▶ **Assigned task 1**: In the passage on carbon nanotubes and nerve tissue, how many rats received the implanted 3D carbon nanotube frame materials?
▶ **Assigned task 2**: Quote the passage on carbon nanotubes and nerve tissue word for word, everything from "CNTs can accumulate" down to "induce acute neuroinflammation.".
▶ **Assigned task 3**: Write what comes next in the passage on carbon nanotubes, picking up after its final sentence.

In a study, self-standing 3D meshes of interconnected MWCNTs were manufactured. Such three-dimensional (3D) mesh of pure carbon nanotubes can open new horizons in treating injured CNS tissues, such as the spinal cord. MWCNTs – based 3D structure was interfaced in vitro with long-term, cocultured pairs of mouse organotypic spinal cord explants that led to the development of spinal networks over extended periods. For the first time the study also reported in vivo implantation of 3D carbon nanotube frame materials in four adults male Wistar rats led to tissue reaction and glial scar formation.95

In a study neurite outgrowth from primary dorsal root ganglia (DRG) was evaluated in the presence or absence of electrical stimulation and SWCNT were selected as model nanofiller to manipulate the electrical properties of a collagen type I-10% Matrigel™ composite hydrogel. DRG were encapsulated within SWCNT-collagen I-10% Matrigel™ composite hydrogel (20-100-μg/ml) and nanomaterial-free collagen I-10% Matrigel™. The nanofillers influence on neurite outgrowth, with or without electrical stimulation. Neurite outgrowth were measured in response to both nanomaterials loading and electrical stimulation. Increased SWCNT loading (10-100-μg/ml) resulted in great bulk conductivity up to 1.7-fold whereas neurite outgrowth increases 3.3-fold in 20-μg/ml SWCNT loaded biomaterials. Electrical stimulation of SWCNT-free control resulted in a 2.9-fold increase in outgrowth. In concurrent electrical stimulation of SWCNT-loaded with biomaterials resulted in a 7.0-fold increase in outgrowth relative to unstimulated nanofiller- free controls. Therefore, SWCNT-composite hydrogels do enhance neuronal outgrowth, and with combination of electrical stimulation a further increase to neurite extension is expected.96

CNTs can accumulate due to consequent reduction in size leading to multifunctional defects in organ systems, particularly hearts and lungs. Metal traces available in nanotubes can also cause toxicity. SWCNTs affect the spinal cord or DSR due to high degree of accumulation, reduces the DNA content in the cells and causes ultrastructural and morphological changes in cultured skin cells.89

MWCNTs are more toxic as compared to SWCNTs. MWCNT toxicity causes loss of cell viability through programmed cell death thus having genotoxicity effects leading to mutations. Recently, researchers have warranted of nonoxidative stress-mediated pathway of cellular damage.89 A study has reported that environmental and occupational exposure to respirable particulates such as MWCNT can induce acute neuroinflammation.

▶ **Data excerpts**:

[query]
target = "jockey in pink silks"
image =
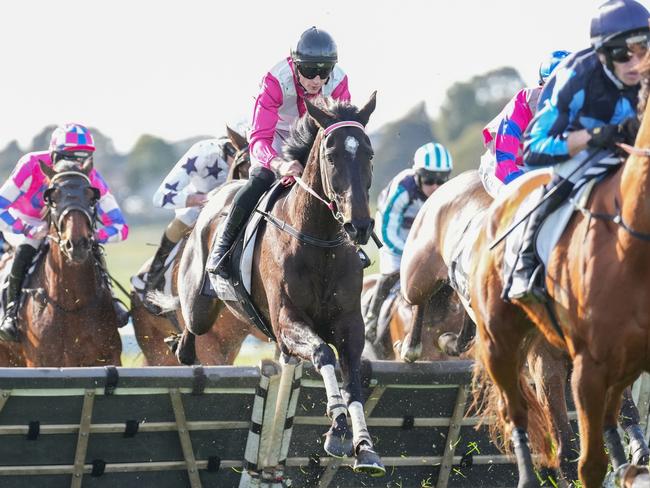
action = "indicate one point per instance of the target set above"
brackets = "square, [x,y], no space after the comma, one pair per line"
[503,137]
[309,72]
[22,210]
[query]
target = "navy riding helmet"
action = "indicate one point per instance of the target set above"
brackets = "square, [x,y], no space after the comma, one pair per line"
[616,18]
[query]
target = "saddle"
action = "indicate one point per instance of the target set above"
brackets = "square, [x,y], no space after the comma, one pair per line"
[238,287]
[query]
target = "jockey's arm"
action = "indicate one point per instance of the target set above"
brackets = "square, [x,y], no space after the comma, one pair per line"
[397,203]
[265,120]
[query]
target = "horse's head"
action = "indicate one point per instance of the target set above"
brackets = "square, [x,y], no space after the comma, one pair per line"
[345,158]
[71,202]
[242,161]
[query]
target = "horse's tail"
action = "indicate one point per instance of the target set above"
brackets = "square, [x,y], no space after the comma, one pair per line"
[489,404]
[166,303]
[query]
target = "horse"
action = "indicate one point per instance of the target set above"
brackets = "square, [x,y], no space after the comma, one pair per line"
[67,315]
[307,282]
[596,280]
[441,229]
[157,334]
[444,315]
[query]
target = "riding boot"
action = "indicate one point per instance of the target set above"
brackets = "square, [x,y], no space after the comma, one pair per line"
[157,267]
[22,260]
[524,287]
[385,283]
[243,204]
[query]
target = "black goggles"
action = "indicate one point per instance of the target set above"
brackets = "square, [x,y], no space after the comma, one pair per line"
[310,71]
[433,179]
[622,53]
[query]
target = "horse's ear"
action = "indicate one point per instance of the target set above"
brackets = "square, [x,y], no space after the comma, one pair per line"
[236,138]
[368,109]
[322,118]
[87,167]
[47,170]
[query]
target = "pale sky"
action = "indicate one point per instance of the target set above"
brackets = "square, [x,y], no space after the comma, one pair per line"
[178,69]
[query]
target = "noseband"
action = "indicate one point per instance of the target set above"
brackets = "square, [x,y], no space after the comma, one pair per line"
[70,202]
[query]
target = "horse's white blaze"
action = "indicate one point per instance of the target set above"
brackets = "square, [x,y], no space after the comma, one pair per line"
[351,146]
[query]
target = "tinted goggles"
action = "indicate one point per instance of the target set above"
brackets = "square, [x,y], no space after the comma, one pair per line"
[310,71]
[429,180]
[633,45]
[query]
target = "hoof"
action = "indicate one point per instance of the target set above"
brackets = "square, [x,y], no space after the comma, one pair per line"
[410,354]
[369,462]
[338,446]
[448,343]
[641,456]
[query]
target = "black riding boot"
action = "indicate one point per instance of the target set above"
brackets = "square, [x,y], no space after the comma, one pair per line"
[156,269]
[22,260]
[243,204]
[385,283]
[524,288]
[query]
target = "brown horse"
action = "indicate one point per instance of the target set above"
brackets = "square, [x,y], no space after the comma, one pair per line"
[67,316]
[222,343]
[445,314]
[597,283]
[307,283]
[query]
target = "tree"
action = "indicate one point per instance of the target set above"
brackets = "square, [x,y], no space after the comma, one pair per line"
[395,143]
[477,100]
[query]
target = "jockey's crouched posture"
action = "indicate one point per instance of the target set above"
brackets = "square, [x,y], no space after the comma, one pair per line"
[503,136]
[309,72]
[200,170]
[397,206]
[589,102]
[22,210]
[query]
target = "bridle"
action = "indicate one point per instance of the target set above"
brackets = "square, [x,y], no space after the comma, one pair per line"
[57,212]
[331,198]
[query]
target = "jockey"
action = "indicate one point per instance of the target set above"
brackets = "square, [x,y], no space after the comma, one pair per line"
[586,108]
[22,209]
[309,72]
[503,137]
[397,206]
[201,169]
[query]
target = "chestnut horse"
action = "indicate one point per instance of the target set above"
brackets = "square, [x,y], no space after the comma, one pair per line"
[445,314]
[440,229]
[222,343]
[597,283]
[307,283]
[67,315]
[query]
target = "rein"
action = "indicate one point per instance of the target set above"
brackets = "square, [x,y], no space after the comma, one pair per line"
[329,200]
[617,218]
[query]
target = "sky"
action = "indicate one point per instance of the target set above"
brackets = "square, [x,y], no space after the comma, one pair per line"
[178,69]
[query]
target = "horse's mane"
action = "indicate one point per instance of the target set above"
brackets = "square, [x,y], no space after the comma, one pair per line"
[644,70]
[304,130]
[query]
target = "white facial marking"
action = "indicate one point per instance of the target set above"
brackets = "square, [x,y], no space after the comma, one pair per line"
[351,146]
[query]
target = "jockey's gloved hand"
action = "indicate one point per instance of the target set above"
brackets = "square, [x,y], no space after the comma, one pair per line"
[605,137]
[628,130]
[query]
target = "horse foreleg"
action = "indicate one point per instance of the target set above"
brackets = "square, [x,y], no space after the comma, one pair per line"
[629,419]
[589,393]
[411,348]
[349,345]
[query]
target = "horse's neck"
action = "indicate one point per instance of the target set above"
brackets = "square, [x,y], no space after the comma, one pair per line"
[71,285]
[635,184]
[306,212]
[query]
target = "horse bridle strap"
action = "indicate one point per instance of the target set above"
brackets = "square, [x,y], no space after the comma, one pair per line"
[301,236]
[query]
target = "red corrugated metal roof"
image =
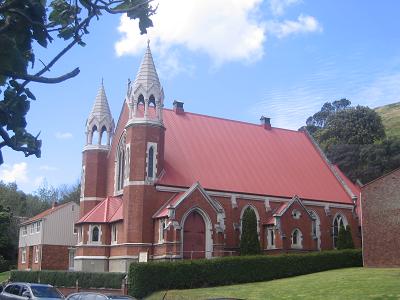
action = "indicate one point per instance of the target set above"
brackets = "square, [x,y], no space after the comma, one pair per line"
[108,210]
[234,156]
[45,213]
[163,212]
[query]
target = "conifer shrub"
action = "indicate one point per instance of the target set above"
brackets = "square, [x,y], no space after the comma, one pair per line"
[249,243]
[145,278]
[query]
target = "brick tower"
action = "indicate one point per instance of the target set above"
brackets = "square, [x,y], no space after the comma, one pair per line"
[144,151]
[99,131]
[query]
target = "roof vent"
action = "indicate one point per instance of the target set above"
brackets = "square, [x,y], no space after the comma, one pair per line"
[265,122]
[178,107]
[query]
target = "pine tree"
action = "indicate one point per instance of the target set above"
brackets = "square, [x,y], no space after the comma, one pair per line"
[249,243]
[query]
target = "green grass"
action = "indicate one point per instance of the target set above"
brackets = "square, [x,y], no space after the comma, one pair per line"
[4,276]
[390,115]
[351,283]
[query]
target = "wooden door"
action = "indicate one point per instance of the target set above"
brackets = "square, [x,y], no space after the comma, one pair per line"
[194,238]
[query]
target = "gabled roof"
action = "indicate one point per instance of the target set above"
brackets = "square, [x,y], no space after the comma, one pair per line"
[177,199]
[46,213]
[285,206]
[355,189]
[108,210]
[234,156]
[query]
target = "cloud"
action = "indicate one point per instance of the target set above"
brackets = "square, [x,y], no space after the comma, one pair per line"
[278,7]
[63,135]
[15,173]
[226,30]
[47,168]
[303,24]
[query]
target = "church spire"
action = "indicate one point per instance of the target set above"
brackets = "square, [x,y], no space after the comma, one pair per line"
[100,120]
[145,95]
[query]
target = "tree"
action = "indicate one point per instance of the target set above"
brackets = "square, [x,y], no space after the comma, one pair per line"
[24,22]
[354,139]
[249,243]
[354,125]
[5,238]
[345,239]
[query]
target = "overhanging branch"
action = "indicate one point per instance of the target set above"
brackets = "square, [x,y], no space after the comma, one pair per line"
[40,79]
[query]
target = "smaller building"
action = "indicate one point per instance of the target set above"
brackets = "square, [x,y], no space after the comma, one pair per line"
[380,207]
[47,240]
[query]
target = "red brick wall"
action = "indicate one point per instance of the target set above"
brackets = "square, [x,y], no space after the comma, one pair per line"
[380,204]
[54,257]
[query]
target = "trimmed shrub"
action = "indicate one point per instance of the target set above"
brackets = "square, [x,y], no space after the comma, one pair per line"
[345,239]
[145,278]
[68,279]
[249,243]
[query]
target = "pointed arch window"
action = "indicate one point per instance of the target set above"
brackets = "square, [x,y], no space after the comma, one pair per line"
[95,234]
[338,223]
[297,239]
[151,161]
[120,165]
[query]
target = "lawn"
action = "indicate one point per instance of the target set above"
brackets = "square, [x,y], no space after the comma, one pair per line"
[351,283]
[4,276]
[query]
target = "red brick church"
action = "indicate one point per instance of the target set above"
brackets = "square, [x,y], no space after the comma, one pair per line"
[170,184]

▶ **Expected answer 1**: Four adult male Wistar rats.

▶ **Expected answer 2**:
CNTs can accumulate due to consequent reduction in size leading to multifunctional defects in organ systems, particularly hearts and lungs. Metal traces available in nanotubes can also cause toxicity. SWCNTs affect the spinal cord or DSR due to high degree of accumulation, reduces the DNA content in the cells and causes ultrastructural and morphological changes in cultured skin cells.89

MWCNTs are more toxic as compared to SWCNTs. MWCNT toxicity causes loss of cell viability through programmed cell death thus having genotoxicity effects leading to mutations. Recently, researchers have warranted of nonoxidative stress-mediated pathway of cellular damage.89 A study has reported that environmental and occupational exposure to respirable particulates such as MWCNT can induce acute neuroinflammation.

▶ **Expected answer 3**:
Pulmonary interactions of MWCNTs can generate secondary bioactive factors that enter the systemic circulation and causes Cerebrovascular inflammation leading to loss of blood brain barrier and neuroinflammation. The mechanism and potential intermediate drivers of such neuroinflammatory outcomes remains unclear.97

The current data of CNT toxicity is inadequate and contradictory, therefore extensive research is required on toxicity, safety, and efficacy studies on animal models, including humans.89

Iron oxide NPs (IONPs)

Background to IONPs

Generally, there are three IONPs available: magnetite (Fe3O4), hematite (α-Fe2O3) and maghemite (γ-Fe2O3). However, due to their superparamagnetic property, where no magnetism remains after removal of the magnetic field, Fe3O4 nanoparticles are used in clinical applications.98 Hence the name, superparamagnetic iron oxide nanoparticles (SIONPs).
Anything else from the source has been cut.